Task objective:
A verbatim copy of the listing is needed; pictures are to be left out.

★ ★ ★ ★ ★ ★ ★

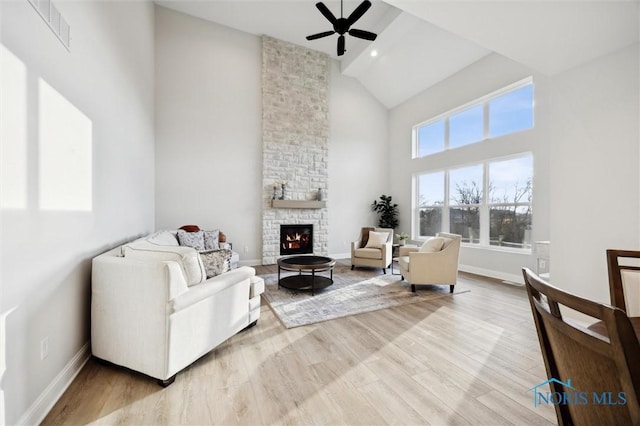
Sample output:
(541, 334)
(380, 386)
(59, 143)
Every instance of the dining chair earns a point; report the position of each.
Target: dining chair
(616, 266)
(594, 365)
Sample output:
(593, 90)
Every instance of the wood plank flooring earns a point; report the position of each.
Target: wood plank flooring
(465, 359)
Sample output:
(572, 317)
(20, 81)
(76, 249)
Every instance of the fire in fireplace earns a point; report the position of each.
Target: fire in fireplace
(296, 239)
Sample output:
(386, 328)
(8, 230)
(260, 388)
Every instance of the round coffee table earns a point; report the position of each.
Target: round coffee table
(305, 265)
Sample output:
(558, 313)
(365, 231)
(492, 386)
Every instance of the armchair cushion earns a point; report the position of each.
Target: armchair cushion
(369, 253)
(377, 239)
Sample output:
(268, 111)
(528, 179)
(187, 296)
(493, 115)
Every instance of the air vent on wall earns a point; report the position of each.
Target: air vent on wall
(54, 19)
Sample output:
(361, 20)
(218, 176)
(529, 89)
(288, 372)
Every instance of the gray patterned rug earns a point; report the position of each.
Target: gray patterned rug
(353, 292)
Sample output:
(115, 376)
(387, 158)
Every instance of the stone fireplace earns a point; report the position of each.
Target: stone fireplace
(296, 239)
(295, 133)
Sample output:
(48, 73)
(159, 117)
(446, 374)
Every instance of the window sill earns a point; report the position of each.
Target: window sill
(527, 251)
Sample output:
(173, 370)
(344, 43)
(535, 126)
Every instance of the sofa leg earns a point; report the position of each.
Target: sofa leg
(250, 325)
(167, 382)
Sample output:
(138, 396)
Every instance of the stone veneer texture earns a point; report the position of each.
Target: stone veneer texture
(295, 132)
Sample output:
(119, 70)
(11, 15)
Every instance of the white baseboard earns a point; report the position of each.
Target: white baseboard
(504, 276)
(250, 262)
(341, 255)
(47, 399)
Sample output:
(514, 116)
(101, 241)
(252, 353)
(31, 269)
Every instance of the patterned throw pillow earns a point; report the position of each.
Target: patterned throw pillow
(216, 262)
(191, 239)
(377, 239)
(211, 239)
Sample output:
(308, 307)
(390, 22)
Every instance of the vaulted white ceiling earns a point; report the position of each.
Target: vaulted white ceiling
(422, 42)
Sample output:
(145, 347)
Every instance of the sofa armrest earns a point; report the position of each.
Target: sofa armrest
(354, 246)
(404, 250)
(211, 286)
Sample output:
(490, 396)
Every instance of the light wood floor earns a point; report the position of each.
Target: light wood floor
(466, 359)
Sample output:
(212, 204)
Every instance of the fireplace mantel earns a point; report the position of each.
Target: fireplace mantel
(298, 204)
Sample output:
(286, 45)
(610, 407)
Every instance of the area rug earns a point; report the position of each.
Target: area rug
(353, 292)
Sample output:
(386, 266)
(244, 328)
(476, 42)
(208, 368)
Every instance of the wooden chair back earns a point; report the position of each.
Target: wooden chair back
(615, 268)
(604, 370)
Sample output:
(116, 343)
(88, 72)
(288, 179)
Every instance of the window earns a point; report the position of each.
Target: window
(507, 111)
(430, 202)
(510, 202)
(488, 203)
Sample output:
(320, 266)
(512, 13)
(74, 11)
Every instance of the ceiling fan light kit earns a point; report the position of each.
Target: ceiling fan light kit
(343, 25)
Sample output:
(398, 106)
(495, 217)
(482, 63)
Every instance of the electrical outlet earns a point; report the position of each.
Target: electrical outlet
(44, 348)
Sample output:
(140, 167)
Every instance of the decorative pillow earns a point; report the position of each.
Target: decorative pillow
(432, 245)
(377, 239)
(211, 239)
(216, 262)
(164, 238)
(364, 236)
(191, 239)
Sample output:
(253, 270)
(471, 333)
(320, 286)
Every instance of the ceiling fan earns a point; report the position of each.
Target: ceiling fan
(343, 25)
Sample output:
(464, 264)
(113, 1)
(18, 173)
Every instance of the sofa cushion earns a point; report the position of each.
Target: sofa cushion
(432, 245)
(369, 253)
(216, 262)
(377, 239)
(186, 257)
(211, 239)
(191, 239)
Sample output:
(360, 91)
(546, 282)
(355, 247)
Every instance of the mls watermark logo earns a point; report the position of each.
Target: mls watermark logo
(573, 396)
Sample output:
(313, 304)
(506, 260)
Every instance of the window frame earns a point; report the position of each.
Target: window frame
(484, 207)
(484, 101)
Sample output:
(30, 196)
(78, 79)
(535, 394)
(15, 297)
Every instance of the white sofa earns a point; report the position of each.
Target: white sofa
(154, 311)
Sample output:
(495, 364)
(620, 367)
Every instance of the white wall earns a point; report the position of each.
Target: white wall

★ ★ ★ ★ ★ ★ ★

Completed task:
Sample output:
(541, 334)
(380, 386)
(59, 143)
Every instance of the dining chair earns a point; report the position of each.
Target: dining chair
(616, 266)
(594, 365)
Sample output:
(593, 90)
Every instance of the wood plank flooring earns a point; report the position of each.
Target: wood plank flooring
(465, 359)
Sample output:
(572, 317)
(20, 81)
(76, 249)
Every instance of the fire in fireplace earns a point; report the position of each.
Target: fire in fireplace
(296, 239)
Sample output:
(386, 328)
(8, 230)
(260, 388)
Every instance of the round coffee table earns a point; report the position of each.
Target: round coffee table
(305, 265)
Sample output:
(558, 313)
(365, 231)
(492, 386)
Every instance of the armchair cushion earns a point; report the position of each.
Target: armchair cushion
(369, 253)
(377, 239)
Sample output:
(268, 111)
(528, 179)
(187, 296)
(493, 115)
Every instance of the air vent on wall earns a point; report the position of each.
Target: air vent on wall
(54, 19)
Sample output:
(361, 20)
(218, 176)
(529, 89)
(288, 372)
Every instance of the gray patterned rug earns a point; report the position of each.
Target: gray patterned rug
(353, 292)
Sample output:
(115, 376)
(387, 158)
Every instance of the stone fireplace earns a point; report the position of each.
Target: stone fireplace
(296, 239)
(295, 133)
Sample output:
(48, 73)
(159, 117)
(446, 374)
Every instance of the window sill earns a point; report the position of each.
Target: window sill
(527, 251)
Sample output:
(173, 370)
(344, 43)
(535, 126)
Every instance of the sofa leg earns a point; report the position of each.
Target: sofa leg
(250, 325)
(167, 382)
Sample output:
(138, 396)
Every instance of the stone veneer texture earns a point; report the position of each.
Target: stone veneer texture
(295, 132)
Sample output:
(119, 70)
(11, 15)
Every instance of the white baseboard earns a point; report the position of each.
Target: white baseboard
(504, 276)
(250, 262)
(341, 255)
(47, 399)
Sample output:
(514, 116)
(101, 241)
(252, 353)
(31, 269)
Every instance of the patterned throw pillow earns a point; report the position of each.
Target: patterned throw pillow
(216, 262)
(191, 239)
(377, 239)
(211, 239)
Sample output:
(308, 307)
(390, 22)
Every instance of the vaulted white ceiling earns a point; report the position of each.
Target: vaulted white ceiling
(422, 42)
Sample output:
(145, 347)
Every instance of the sofa armrest earns a point; report the position of each.
Target: sofa armrest
(354, 246)
(404, 250)
(211, 286)
Sample output:
(490, 396)
Every instance of the light wood floor earns a point; report the position of each.
Target: light wood floor
(466, 359)
Sample output:
(212, 204)
Every instance of the fireplace mantel earns a point; report the position of each.
Target: fireplace mantel
(298, 204)
Sample output:
(286, 45)
(610, 407)
Every instance of the area rug earns a point; report the position of each.
Target: area rug
(353, 292)
Sample output:
(386, 266)
(244, 328)
(476, 42)
(208, 368)
Every instance of the wooden chair back earns a point; report the position of each.
Target: wooden chair back
(615, 268)
(604, 370)
Sample output:
(116, 343)
(88, 72)
(288, 179)
Every instance of the window earns a point; report the position of each.
Target: window
(507, 111)
(430, 202)
(510, 202)
(488, 203)
Sample output:
(320, 266)
(512, 13)
(74, 11)
Every instance of the ceiling fan light kit earns a point; report the position of each.
Target: ceiling fan light kit
(343, 25)
Sample output:
(398, 106)
(495, 217)
(482, 63)
Every instance of the electrical outlet earns a point; report the position of each.
Target: electrical outlet
(44, 348)
Sample output:
(140, 167)
Every instance of the decorative pillow earns a point; report the position of each.
Target: decorative pillow
(432, 245)
(377, 239)
(211, 239)
(216, 262)
(164, 238)
(364, 236)
(191, 239)
Sample output:
(253, 270)
(471, 333)
(320, 286)
Every instance of the ceiling fan earns a point; report the position of each.
Target: ceiling fan
(343, 25)
Sample output:
(464, 264)
(113, 1)
(18, 173)
Every instance of the sofa cushion earns a point; report the position of each.
Target: sofa cushion
(432, 245)
(369, 253)
(216, 262)
(377, 239)
(186, 257)
(211, 239)
(191, 239)
Sample output:
(360, 91)
(546, 282)
(355, 247)
Every instance of the mls watermark logo earns a point; report the position of each.
Target: mls watermark logo
(573, 396)
Sample output:
(313, 304)
(506, 260)
Every instance of the window frame earns a point; report the position of each.
Target: window frame
(484, 207)
(484, 101)
Sample output:
(30, 196)
(78, 79)
(535, 394)
(15, 297)
Every instance of the white sofa earns a point; report the position of each.
Target: white sofa
(154, 311)
Sample output:
(495, 364)
(620, 367)
Every instance of the white wall earns a point; report the position of each.
Target: white wall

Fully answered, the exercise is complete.